---- Task material

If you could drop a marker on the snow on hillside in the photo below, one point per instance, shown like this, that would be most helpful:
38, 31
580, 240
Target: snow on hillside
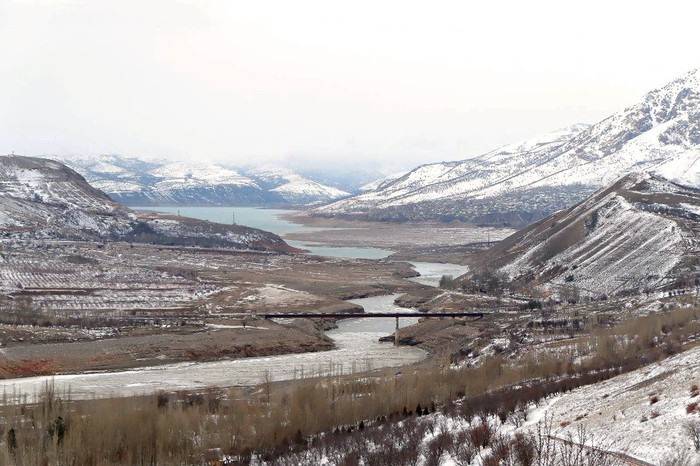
639, 234
381, 182
293, 187
660, 134
41, 198
176, 175
143, 181
620, 410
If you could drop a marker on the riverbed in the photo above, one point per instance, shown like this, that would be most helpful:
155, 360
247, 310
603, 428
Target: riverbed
357, 341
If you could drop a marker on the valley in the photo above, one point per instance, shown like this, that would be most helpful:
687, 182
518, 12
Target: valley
577, 253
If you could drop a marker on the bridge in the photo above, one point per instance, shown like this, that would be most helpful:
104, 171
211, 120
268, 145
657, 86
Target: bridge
372, 315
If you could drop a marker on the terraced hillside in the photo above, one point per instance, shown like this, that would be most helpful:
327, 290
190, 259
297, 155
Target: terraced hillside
639, 234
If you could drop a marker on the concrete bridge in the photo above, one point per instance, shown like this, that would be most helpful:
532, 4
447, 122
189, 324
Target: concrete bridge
371, 315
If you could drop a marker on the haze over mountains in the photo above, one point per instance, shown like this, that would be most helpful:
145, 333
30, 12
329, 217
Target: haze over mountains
520, 183
143, 182
44, 199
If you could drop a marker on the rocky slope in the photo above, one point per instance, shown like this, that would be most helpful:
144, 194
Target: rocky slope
520, 183
134, 181
640, 234
42, 198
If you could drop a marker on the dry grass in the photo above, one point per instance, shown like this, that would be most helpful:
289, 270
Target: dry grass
180, 428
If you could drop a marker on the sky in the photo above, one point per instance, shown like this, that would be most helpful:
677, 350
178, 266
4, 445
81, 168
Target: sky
326, 83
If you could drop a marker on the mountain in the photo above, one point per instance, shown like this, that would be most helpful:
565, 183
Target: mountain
521, 183
143, 182
44, 199
292, 187
641, 233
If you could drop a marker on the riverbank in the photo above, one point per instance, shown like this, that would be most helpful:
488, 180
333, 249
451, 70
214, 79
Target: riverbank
410, 241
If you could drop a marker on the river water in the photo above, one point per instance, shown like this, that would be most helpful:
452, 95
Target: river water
270, 220
357, 341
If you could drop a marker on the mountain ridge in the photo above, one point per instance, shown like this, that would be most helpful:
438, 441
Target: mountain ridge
159, 182
638, 234
44, 199
537, 177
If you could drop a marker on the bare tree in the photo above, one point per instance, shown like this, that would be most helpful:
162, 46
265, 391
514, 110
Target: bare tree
692, 429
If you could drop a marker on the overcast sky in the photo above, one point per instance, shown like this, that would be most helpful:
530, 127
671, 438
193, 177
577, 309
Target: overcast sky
397, 83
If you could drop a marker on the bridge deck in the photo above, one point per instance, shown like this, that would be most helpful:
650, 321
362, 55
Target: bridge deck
362, 315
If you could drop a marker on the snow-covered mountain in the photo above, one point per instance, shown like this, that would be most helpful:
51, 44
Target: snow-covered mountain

--------

• What you have to do: Reproduce all of the items above verbatim and in their original order, leaving the pictures out.

• Task output:
If you could drop a marker on the snow on hillside in the photo below, one point per instance, shown like this, that would be most helpful:
38, 31
580, 240
Target: snow on hillside
639, 234
381, 182
293, 187
660, 134
41, 198
176, 175
143, 181
620, 410
If you could drop a marker on the riverbed in the photo above, one point per instance, shown like this, that would be most helpful:
155, 360
247, 310
603, 428
Target: riverbed
357, 341
If you could drop a marker on the valley in the photo above, one point per instance, shown like this, that would be most helpful:
687, 182
518, 12
Target: valley
577, 253
If you could drop a marker on the bridge in the photo above, one point per instance, shown like this, that would be most helpful:
104, 171
211, 120
268, 145
657, 86
Target: bridge
372, 315
If you could drop a marker on the terraced hillside in the photo above, one point per instance, shown like this, that would be most helpful:
327, 290
190, 259
297, 155
Target: terraced hillside
639, 234
If you could drop a marker on the concrete bridge in the photo above, one point per instance, shown like this, that would be most helpful:
532, 4
447, 122
189, 324
Target: concrete bridge
371, 315
If you could drop a marker on the haze over mountains in the photo above, one point per instance, shown like this, that would be most helpful:
145, 333
30, 12
329, 217
Target: haze over mountains
520, 183
143, 182
44, 199
If you could drop a marker on the rocky slope in the photo above, one point per instance, shown like this, that would be most helpful:
144, 194
Target: rocky slope
520, 183
134, 181
640, 234
42, 198
If you could drop a marker on the dry grass in the photo above, one point per instance, shown like this, that would be most helpful:
289, 270
Target: dry grass
180, 428
If you could drop a marker on the sky in the photo above, one point per instance, shown like this, that would be most helpful:
677, 350
178, 266
4, 445
81, 168
Target: sky
326, 83
If you could drop a marker on the mountain in the photo above, one point per instance, shown like this, that would be most helpful:
565, 183
Target: mountain
521, 183
143, 182
44, 199
292, 187
641, 233
If you could drop a marker on the riverbank in the photo above, one point per instance, shown like this, that would be most helpful:
488, 180
333, 249
451, 70
214, 79
Target: riverbank
410, 241
If you could drop a marker on the river water in the photo above, one point per instance, shown like this, that would be most helpful:
452, 95
Target: river water
270, 220
357, 341
If you could drop a marker on the mountain ridge in the photo above, one point per instance, shown like this, that would be most helpful:
438, 441
Target: mountain ridge
159, 182
638, 234
44, 199
537, 177
If you could drop a marker on the bare tree in the photo above, one point per instance, shown like this, that would be most helpful:
162, 46
265, 391
514, 110
Target: bare tree
692, 429
If you could drop a marker on the overcast sky in the photo above, one point per instance, shown like this, that would be most helpful:
530, 127
671, 438
193, 177
577, 309
Target: overcast sky
397, 83
If you could drop a marker on the bridge deck in the photo above, one point per instance, shown like this, that would be most helpful:
650, 321
362, 55
Target: bridge deck
362, 315
If you could drop a marker on the snow-covered mountain in the photo above, one point per instance, shown like this, that would be most helpful:
51, 44
Target: snow-covered mountain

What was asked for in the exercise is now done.